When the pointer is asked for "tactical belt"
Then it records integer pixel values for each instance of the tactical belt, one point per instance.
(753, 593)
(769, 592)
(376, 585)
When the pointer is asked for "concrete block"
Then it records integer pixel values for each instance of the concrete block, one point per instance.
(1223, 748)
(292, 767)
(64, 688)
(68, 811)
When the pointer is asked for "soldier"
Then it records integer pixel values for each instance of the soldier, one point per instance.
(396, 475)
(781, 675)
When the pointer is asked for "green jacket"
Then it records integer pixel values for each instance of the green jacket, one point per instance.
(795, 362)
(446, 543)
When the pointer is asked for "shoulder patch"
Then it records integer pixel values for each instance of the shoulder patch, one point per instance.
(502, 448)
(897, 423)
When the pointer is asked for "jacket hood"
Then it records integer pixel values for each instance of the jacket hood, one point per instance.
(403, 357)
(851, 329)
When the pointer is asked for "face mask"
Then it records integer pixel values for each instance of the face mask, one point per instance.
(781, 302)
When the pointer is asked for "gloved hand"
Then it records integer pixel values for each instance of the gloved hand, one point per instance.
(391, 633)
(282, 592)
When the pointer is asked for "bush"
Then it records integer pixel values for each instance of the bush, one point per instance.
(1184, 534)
★ ★ ★ ★
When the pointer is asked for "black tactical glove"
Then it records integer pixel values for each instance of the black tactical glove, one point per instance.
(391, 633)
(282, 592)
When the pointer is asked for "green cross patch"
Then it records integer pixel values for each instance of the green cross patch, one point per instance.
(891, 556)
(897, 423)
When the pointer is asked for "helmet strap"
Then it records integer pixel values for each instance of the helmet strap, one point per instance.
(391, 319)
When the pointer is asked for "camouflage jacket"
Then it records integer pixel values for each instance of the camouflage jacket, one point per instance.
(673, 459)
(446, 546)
★ ★ ★ ★
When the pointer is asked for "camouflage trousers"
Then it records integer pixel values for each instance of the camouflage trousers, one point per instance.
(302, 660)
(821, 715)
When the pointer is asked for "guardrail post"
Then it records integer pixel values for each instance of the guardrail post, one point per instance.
★ ★ ★ ★
§ WHAT TO WORK ON
For this exercise, gather every line of the data that contains the word "post".

§ SOLUTION TO THE PROBLEM
When the pointer is asked for "guardrail post"
Then it records integer pixel values for each instance of the guardrail post, one point per instance.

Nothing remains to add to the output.